● Exercise prompt
Transcribe the listing word for word.
┄┄┄┄┄┄
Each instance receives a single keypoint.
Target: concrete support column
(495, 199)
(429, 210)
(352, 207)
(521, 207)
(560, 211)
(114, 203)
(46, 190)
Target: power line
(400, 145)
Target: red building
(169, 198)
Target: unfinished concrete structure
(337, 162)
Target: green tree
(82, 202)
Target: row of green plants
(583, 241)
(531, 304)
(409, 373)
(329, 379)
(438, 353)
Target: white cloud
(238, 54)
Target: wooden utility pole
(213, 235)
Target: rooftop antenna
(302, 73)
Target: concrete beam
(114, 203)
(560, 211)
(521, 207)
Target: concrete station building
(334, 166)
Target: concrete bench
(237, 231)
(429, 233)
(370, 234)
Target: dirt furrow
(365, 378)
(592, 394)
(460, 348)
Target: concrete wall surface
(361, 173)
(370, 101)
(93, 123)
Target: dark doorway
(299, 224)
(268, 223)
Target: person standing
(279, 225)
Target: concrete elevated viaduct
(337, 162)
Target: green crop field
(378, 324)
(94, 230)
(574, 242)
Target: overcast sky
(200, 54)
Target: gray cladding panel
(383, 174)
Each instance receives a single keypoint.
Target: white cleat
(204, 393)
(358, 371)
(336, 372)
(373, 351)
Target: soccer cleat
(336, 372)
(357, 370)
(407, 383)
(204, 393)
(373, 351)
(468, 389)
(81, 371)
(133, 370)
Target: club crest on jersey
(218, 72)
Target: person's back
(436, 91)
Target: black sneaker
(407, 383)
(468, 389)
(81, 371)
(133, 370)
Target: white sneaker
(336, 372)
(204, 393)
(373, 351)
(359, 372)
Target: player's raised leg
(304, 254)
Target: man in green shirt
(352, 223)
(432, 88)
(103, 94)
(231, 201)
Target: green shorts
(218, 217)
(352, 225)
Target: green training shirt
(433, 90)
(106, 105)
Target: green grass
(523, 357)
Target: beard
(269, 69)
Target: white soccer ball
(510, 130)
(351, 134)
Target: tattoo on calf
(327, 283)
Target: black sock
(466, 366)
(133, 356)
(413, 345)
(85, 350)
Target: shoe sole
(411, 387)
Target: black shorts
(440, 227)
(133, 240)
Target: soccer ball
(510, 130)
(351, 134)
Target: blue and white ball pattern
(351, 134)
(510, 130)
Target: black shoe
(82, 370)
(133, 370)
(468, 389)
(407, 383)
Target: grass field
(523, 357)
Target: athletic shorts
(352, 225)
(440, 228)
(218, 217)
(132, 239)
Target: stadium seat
┄┄┄┄┄┄
● The answer
Each instance receives a single keypoint.
Target: concrete support column
(495, 199)
(429, 210)
(352, 207)
(521, 207)
(560, 211)
(114, 203)
(46, 190)
Target: power line
(400, 145)
Target: red building
(169, 198)
Target: unfinished concrete structure
(337, 162)
Target: green tree
(82, 202)
Target: row of green plants
(583, 241)
(531, 304)
(409, 373)
(329, 379)
(438, 353)
Target: white cloud
(238, 54)
Target: wooden utility pole
(213, 235)
Target: rooftop antenna
(302, 73)
Target: concrete beam
(114, 203)
(560, 211)
(521, 207)
Target: concrete station building
(334, 166)
Target: concrete bench
(237, 231)
(429, 233)
(370, 234)
Target: dirt furrow
(365, 378)
(592, 394)
(460, 348)
Target: concrete wall surface
(361, 173)
(370, 101)
(93, 123)
Target: dark doorway
(299, 224)
(268, 223)
Target: person standing
(279, 225)
Target: concrete elevated viaduct
(337, 162)
Target: green crop field
(378, 324)
(94, 230)
(574, 242)
Target: overcast sky
(200, 54)
Target: gray cladding panel
(383, 174)
Each instance receives a single keypoint.
Target: white cleat
(204, 393)
(358, 371)
(336, 372)
(373, 351)
Target: soccer cleat
(336, 372)
(357, 370)
(407, 383)
(204, 393)
(373, 351)
(468, 389)
(81, 371)
(133, 370)
Target: club crest on jersey
(218, 72)
Target: person's back
(436, 91)
Target: black sneaker
(407, 383)
(468, 389)
(81, 371)
(133, 370)
Target: white sneaker
(336, 372)
(204, 393)
(373, 351)
(359, 372)
Target: player's raised leg
(304, 254)
Target: man in green shirt
(352, 223)
(432, 88)
(103, 94)
(231, 201)
Target: green shorts
(218, 217)
(352, 225)
Target: green training shirt
(433, 90)
(106, 105)
Target: green grass
(523, 357)
Target: beard
(269, 69)
Target: white soccer ball
(510, 130)
(351, 134)
Target: tattoo on calf
(327, 283)
Target: black sock
(466, 366)
(133, 356)
(413, 345)
(85, 350)
Target: shoe sole
(411, 387)
Target: black shorts
(440, 227)
(133, 240)
Target: soccer ball
(510, 130)
(351, 134)
Target: blue and white ball pattern
(351, 134)
(510, 130)
Target: black shoe
(82, 370)
(133, 370)
(468, 389)
(407, 383)
Target: grass field
(523, 357)
Target: athletic shorts
(352, 225)
(440, 228)
(218, 217)
(132, 239)
Target: stadium seat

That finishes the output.